[start]

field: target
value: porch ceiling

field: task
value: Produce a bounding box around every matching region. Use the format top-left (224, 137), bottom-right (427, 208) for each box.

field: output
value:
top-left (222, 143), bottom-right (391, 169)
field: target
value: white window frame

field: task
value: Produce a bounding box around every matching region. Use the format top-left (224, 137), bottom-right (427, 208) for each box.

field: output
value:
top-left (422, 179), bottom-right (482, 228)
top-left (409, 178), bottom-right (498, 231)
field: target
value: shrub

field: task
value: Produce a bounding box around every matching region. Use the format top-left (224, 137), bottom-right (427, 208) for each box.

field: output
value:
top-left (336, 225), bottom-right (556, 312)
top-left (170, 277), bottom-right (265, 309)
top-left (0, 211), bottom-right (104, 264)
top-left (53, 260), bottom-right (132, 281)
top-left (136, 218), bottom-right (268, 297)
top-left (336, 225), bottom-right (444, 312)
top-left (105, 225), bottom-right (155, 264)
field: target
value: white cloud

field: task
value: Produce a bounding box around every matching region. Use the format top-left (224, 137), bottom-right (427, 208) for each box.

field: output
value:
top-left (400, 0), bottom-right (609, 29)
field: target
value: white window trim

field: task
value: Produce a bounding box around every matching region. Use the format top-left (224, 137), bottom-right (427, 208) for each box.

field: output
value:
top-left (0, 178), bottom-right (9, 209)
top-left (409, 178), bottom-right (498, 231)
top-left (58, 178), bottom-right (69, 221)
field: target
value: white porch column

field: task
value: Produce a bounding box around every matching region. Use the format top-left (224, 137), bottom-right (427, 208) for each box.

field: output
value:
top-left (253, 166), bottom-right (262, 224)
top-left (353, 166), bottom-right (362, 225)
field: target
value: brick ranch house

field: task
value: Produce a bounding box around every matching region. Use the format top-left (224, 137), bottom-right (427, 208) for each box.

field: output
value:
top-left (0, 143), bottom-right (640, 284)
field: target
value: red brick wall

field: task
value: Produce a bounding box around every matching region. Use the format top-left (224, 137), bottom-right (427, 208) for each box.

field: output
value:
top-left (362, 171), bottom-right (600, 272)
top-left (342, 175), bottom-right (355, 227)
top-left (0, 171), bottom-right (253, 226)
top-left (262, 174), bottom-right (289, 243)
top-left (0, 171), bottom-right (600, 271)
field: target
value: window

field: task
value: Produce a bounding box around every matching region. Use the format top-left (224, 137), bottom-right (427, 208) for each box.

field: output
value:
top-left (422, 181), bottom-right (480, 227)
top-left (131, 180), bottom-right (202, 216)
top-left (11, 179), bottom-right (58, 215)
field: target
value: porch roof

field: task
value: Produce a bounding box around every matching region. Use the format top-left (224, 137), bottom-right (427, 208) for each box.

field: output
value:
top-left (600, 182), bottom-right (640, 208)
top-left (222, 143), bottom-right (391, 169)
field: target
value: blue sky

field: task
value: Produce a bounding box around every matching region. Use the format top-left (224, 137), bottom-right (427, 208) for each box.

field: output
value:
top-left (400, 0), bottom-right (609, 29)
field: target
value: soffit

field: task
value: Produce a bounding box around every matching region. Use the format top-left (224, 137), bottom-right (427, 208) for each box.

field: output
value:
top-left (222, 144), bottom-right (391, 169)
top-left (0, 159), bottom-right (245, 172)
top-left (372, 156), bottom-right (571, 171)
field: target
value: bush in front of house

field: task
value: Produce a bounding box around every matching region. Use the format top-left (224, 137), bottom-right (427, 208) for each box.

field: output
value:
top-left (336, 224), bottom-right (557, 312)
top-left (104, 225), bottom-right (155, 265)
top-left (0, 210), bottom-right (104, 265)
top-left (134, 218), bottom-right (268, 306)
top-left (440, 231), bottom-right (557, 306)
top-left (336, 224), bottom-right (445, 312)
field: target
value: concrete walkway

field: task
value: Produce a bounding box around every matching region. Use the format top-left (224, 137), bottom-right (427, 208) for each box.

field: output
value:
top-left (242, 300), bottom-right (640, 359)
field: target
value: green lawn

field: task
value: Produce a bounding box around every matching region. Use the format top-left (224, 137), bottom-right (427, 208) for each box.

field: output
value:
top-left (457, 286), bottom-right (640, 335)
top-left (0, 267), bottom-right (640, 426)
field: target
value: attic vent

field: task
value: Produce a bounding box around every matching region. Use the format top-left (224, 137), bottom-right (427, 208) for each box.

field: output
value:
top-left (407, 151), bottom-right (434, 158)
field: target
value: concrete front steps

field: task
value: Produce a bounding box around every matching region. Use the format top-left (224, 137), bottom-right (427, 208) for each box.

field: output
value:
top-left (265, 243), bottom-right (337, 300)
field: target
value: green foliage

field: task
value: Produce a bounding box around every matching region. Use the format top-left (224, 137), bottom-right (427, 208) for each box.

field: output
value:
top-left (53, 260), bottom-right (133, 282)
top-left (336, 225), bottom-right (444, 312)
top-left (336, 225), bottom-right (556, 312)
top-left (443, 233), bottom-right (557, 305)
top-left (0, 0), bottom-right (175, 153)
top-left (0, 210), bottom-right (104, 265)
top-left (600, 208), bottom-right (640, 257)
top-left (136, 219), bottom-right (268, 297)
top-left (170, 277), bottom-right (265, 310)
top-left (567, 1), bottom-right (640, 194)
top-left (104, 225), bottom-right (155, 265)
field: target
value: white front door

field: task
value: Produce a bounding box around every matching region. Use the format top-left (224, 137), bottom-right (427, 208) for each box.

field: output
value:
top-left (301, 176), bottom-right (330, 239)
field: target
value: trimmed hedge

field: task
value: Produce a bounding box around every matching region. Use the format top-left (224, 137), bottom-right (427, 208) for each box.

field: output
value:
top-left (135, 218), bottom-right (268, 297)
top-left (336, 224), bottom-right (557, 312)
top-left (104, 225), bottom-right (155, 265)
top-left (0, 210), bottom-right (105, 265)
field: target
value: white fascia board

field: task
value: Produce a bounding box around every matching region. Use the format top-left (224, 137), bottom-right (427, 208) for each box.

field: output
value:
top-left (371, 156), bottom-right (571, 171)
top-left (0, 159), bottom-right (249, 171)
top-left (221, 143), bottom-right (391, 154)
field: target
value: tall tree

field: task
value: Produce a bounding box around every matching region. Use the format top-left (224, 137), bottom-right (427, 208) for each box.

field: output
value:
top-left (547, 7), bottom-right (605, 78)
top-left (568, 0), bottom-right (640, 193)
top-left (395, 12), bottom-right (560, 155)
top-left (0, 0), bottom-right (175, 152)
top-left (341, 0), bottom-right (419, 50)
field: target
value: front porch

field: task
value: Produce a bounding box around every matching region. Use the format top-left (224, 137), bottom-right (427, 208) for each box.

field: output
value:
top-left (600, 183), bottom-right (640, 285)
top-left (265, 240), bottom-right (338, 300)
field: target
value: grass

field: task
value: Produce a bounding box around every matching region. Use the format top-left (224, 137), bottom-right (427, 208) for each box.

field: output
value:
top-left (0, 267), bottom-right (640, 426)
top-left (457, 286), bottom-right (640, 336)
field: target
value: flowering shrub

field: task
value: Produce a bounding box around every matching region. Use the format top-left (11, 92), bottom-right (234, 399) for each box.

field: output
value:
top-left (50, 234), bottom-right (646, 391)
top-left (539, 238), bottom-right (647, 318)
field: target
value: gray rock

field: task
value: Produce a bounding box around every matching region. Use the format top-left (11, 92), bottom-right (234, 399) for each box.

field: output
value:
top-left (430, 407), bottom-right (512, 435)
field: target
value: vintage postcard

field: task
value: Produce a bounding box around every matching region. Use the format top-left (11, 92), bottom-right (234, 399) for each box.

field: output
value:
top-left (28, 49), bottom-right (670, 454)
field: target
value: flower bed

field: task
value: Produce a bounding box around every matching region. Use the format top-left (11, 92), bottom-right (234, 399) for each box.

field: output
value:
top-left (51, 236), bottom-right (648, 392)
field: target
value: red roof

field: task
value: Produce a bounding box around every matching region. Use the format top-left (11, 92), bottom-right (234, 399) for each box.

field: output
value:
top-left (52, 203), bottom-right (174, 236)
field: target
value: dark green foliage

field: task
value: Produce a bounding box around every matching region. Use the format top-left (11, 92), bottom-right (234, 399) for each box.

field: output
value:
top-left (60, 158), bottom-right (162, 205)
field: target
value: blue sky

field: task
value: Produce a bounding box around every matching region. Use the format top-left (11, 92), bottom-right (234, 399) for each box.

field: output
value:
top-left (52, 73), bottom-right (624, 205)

[end]

■ **Work to be completed**
Rewrite the data from its first line through the line with "top-left (58, 178), bottom-right (69, 221)", both included, keeping the requests, and shift every coordinate in the answers by adding -14 to it.

■ **Expected output**
field: target
value: porch ceiling

field: task
value: Produce a bounding box around every matching region. Use the format top-left (224, 137), bottom-right (427, 208) for each box.

field: output
value:
top-left (208, 129), bottom-right (377, 155)
field: target
value: white window frame

field: task
value: Produce a bounding box around every matching region. Use the format top-left (224, 137), bottom-right (427, 208) for each box.

field: output
value:
top-left (408, 165), bottom-right (468, 214)
top-left (395, 164), bottom-right (484, 217)
field: target
value: shrub

field: task
value: Produce a bounding box around every matching region. Use the format top-left (224, 137), bottom-right (427, 208) for each box.

field: output
value:
top-left (322, 211), bottom-right (542, 298)
top-left (156, 263), bottom-right (251, 295)
top-left (-14, 197), bottom-right (90, 250)
top-left (39, 246), bottom-right (118, 267)
top-left (122, 204), bottom-right (254, 283)
top-left (322, 211), bottom-right (430, 298)
top-left (91, 211), bottom-right (141, 250)
field: target
value: white cloud

field: task
value: Produce a bounding box around every matching region. Use the format top-left (224, 137), bottom-right (427, 208) for each box.

field: output
value:
top-left (386, -14), bottom-right (595, 15)
field: target
value: white window trim

field: task
value: Produce a bounding box around every matching region. Use the format top-left (224, 137), bottom-right (427, 208) for each box.

field: output
value:
top-left (-14, 164), bottom-right (-5, 195)
top-left (395, 164), bottom-right (484, 217)
top-left (44, 164), bottom-right (55, 207)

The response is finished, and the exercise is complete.